====== SELECTED EXTRACT ======
Weight changes and fluctuations in appetite are common among teenagers. You might be shocked at how much your teen eats for a period of time; weeks later, you might find yourself concerned because that same teenager is just picking at his or her dinner. Your teen might go through a period of weight gain just before growing several inches in height. As his or her body changes, you might notice that they’re getting slimmer in some places and rounder in others. Because eating disorders in teens are not uncommon, it’s important that you are aware of the differences between normal weight fluctuations and an eating disorder. Sometimes, it can be hard to tell which is which. Read on to learn more about how to recognize eating disorders in teens.
Everything’s a Secret
A teen struggling with an eating disorder will often keep his or her behavior a secret. They might go to great lengths to disguise their weight and the way they are eating. For example, a teen who is losing weight might wear bulkier clothing to hide the fact that their bones are showing. He or she might wear sweatshirts, hoodies, and cargo pants, even in the heat of the summer. They might be reluctant to wear a bathing suit or other clothing that shows more of their body.
======
WORK TASK A:
Print the passage on teen eating disorders exactly, from the words "Everything’s a Secret" up to and including the words "of their body.".
WORK TASK B:
Carry on the passage about recognizing eating disorders in teens, starting after its last sentence.
====== GIVEN RECORDS ======
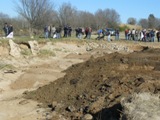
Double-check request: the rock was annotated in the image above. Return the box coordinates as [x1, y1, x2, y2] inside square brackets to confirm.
[82, 114, 93, 120]
[19, 100, 29, 105]
[89, 96, 105, 114]
[9, 39, 21, 57]
[28, 40, 39, 55]
[66, 106, 75, 112]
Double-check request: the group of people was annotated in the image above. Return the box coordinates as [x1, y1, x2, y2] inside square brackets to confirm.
[96, 28, 119, 42]
[125, 29, 160, 42]
[75, 27, 92, 39]
[44, 25, 72, 39]
[3, 23, 13, 37]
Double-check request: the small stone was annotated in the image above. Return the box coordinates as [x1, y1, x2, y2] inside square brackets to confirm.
[83, 114, 93, 120]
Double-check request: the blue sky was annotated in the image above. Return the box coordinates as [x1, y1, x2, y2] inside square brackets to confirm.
[0, 0, 160, 23]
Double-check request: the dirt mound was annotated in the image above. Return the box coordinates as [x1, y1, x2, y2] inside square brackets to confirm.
[24, 48, 160, 120]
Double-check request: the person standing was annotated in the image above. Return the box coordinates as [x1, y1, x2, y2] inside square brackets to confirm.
[3, 23, 9, 37]
[156, 30, 160, 42]
[8, 24, 13, 34]
[44, 25, 48, 39]
[87, 27, 92, 39]
[115, 29, 119, 40]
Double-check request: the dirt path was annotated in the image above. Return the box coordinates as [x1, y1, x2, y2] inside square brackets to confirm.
[0, 40, 160, 120]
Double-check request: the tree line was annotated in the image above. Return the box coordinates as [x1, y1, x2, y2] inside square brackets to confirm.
[0, 0, 160, 34]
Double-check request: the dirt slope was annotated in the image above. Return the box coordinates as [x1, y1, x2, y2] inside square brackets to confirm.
[24, 47, 160, 120]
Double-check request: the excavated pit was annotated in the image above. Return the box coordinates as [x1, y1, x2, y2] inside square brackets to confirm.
[24, 47, 160, 120]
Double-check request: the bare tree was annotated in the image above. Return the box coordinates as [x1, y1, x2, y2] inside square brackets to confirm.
[58, 3, 77, 26]
[95, 9, 120, 28]
[16, 0, 53, 33]
[138, 18, 148, 29]
[148, 14, 156, 29]
[127, 17, 137, 25]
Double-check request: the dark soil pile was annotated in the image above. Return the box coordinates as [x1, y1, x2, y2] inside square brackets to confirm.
[24, 48, 160, 120]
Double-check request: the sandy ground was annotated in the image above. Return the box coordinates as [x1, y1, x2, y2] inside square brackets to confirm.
[0, 39, 158, 120]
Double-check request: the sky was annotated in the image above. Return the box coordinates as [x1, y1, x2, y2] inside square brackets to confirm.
[0, 0, 160, 23]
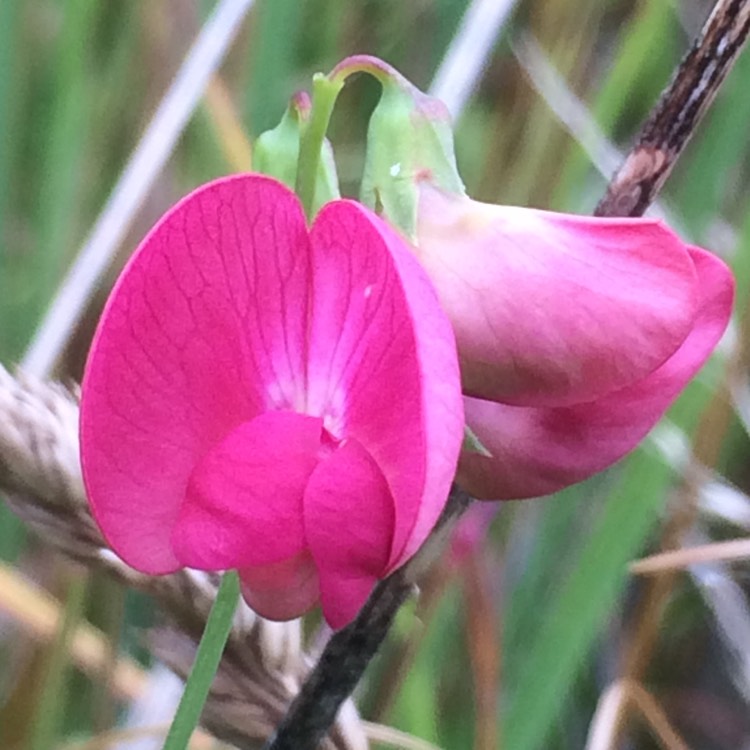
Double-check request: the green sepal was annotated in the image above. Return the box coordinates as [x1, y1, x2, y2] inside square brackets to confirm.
[253, 92, 341, 214]
[356, 58, 466, 240]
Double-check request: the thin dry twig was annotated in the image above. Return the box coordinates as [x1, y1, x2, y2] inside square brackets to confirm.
[630, 539, 750, 575]
[586, 680, 689, 750]
[0, 367, 366, 750]
[266, 0, 750, 750]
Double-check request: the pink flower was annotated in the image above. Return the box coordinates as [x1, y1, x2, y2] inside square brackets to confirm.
[81, 175, 463, 627]
[416, 183, 734, 499]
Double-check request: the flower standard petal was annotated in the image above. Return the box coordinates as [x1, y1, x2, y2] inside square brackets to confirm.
[459, 247, 734, 506]
[416, 184, 697, 406]
[81, 175, 310, 574]
[308, 201, 463, 567]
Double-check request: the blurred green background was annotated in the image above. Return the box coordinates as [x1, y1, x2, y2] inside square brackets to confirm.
[0, 0, 750, 750]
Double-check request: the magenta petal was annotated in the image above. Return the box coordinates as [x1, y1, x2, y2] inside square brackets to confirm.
[240, 550, 320, 620]
[308, 201, 463, 565]
[81, 175, 310, 574]
[458, 248, 734, 499]
[172, 412, 321, 570]
[416, 186, 697, 406]
[304, 439, 394, 628]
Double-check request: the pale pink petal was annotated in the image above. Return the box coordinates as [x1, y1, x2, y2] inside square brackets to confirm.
[172, 412, 322, 570]
[304, 439, 395, 628]
[240, 550, 320, 620]
[308, 201, 463, 566]
[459, 248, 734, 499]
[416, 186, 697, 406]
[81, 175, 310, 574]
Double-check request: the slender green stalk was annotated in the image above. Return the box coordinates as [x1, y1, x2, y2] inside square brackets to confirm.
[27, 576, 88, 750]
[295, 73, 344, 221]
[164, 571, 240, 750]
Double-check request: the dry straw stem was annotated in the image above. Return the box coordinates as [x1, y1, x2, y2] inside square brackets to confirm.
[596, 0, 750, 745]
[0, 367, 366, 750]
[630, 539, 750, 575]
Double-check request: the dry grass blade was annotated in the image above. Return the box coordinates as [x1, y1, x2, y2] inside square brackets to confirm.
[0, 367, 366, 750]
[23, 0, 253, 376]
[596, 0, 750, 216]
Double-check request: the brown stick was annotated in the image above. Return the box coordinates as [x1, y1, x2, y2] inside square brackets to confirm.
[265, 0, 750, 750]
[595, 0, 750, 216]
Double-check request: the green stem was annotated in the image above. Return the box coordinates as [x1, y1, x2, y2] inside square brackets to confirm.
[295, 73, 344, 221]
[164, 571, 240, 750]
[27, 574, 88, 750]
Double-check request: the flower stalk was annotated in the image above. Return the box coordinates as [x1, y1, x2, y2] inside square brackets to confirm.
[294, 73, 344, 221]
[164, 571, 240, 750]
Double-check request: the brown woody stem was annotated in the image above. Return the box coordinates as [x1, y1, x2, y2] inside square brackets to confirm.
[265, 0, 750, 750]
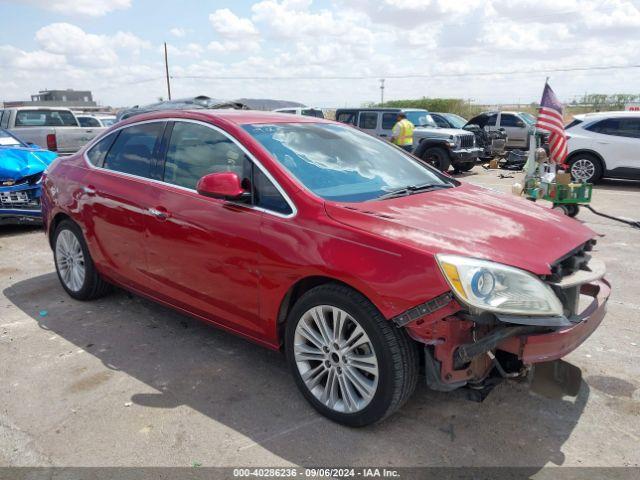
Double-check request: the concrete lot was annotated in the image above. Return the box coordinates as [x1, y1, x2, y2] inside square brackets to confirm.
[0, 167, 640, 467]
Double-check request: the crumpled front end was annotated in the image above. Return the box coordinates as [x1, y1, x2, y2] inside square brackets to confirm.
[394, 241, 611, 391]
[0, 147, 57, 225]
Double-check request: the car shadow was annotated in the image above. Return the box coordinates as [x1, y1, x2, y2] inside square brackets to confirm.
[594, 178, 640, 193]
[3, 273, 589, 468]
[0, 225, 42, 238]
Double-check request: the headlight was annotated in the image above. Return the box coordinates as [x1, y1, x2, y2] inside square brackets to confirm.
[436, 255, 563, 316]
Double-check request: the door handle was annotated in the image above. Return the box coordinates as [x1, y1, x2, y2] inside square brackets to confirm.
[149, 207, 169, 220]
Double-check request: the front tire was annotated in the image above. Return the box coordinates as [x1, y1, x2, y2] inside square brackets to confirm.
[569, 153, 603, 183]
[53, 220, 110, 300]
[422, 147, 451, 172]
[285, 284, 418, 427]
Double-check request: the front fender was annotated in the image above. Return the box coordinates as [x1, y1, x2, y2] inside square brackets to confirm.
[413, 138, 451, 158]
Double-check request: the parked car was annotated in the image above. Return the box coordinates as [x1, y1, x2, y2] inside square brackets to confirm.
[429, 112, 467, 130]
[43, 110, 610, 426]
[75, 113, 116, 127]
[0, 129, 57, 225]
[566, 111, 640, 183]
[0, 107, 104, 155]
[467, 111, 536, 150]
[116, 95, 249, 122]
[336, 108, 482, 172]
[273, 107, 324, 118]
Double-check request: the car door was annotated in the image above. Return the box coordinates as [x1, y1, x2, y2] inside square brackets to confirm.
[358, 111, 380, 138]
[78, 121, 165, 291]
[498, 112, 528, 148]
[586, 117, 640, 172]
[146, 120, 264, 335]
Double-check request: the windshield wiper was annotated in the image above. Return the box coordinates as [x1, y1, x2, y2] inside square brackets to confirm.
[377, 183, 453, 200]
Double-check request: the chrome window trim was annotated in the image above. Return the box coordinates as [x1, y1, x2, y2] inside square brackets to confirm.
[82, 117, 298, 218]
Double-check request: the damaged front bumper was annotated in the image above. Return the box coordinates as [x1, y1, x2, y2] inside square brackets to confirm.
[498, 279, 611, 364]
[406, 278, 611, 391]
[0, 183, 42, 225]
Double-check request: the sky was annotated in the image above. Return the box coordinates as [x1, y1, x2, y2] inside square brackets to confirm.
[0, 0, 640, 107]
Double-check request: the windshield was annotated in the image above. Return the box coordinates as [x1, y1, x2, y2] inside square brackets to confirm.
[520, 112, 536, 125]
[244, 123, 451, 202]
[0, 130, 23, 147]
[442, 113, 467, 128]
[404, 110, 437, 127]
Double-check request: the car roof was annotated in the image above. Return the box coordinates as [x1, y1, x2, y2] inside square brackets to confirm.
[574, 110, 640, 118]
[119, 109, 336, 125]
[336, 107, 429, 112]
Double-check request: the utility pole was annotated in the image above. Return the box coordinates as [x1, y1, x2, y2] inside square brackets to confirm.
[164, 42, 171, 100]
======
EXPECTED OUTPUT A:
Everything’s a Secret
A teen struggling with an eating disorder will often keep his or her behavior a secret. They might go to great lengths to disguise their weight and the way they are eating. For example, a teen who is losing weight might wear bulkier clothing to hide the fact that their bones are showing. He or she might wear sweatshirts, hoodies, and cargo pants, even in the heat of the summer. They might be reluctant to wear a bathing suit or other clothing that shows more of their body.

EXPECTED OUTPUT B:
A teen who is bingeing on food will often do so in secret. Rather than eat large amounts of food in the kitchen or other common areas of the home, they might go and hide it in their bedroom or in their car. If you are finding a lot of food wrappers in your teen’s bedroom, this could be a sign that there’s an eating disorder at play. (Of course, if your teen often eats food in his or her room and leaves the wrappers, it might not mean anything at all; look for large quantities of wrappers, not an empty candy wrapper and a chip bag there.)
Obsession Is Involved
One of the signs of eating disorders in teens is obsession about food and exercise.
They might talk about their weight frequently. He or she might talk about how many calories are in a given item, which classmates are thinner or heavier than they are, or what size jeans they were able to fit into. Some teens who have eating disorders take a newfound interest in cooking and will spend hours pouring over recipes and experimenting with foods, only to not eat anything that they eat. Others will spend time cooking and baking, then eat everything they make; it depends on the specific disorder.
Exercise can become another type of obsession. Your teen might exercise for many hours each day. They might read about different types of exercises and spend a lot of time trying them out. They might talk about how many calories different types of exercises burn.
Exercise, nutrition, and cooking are all healthy interests, but when they’re taken to an extreme, that’s when it’s reasonable to investigate whether an eating disorder is present.
Pickiness Becomes Extreme
Has your teen always been a picky eater? Many teens with eating disorders, such as anorexia nervosa, become very picky. It goes beyond not wanting to eat broccoli or disliking pork; your teen might decide seemingly overnight that they no longer eat any carbs, including fruits and vegetables. Or maybe they only eat vegetables and dislike oil, butter, salad dressing, and other common accompaniments.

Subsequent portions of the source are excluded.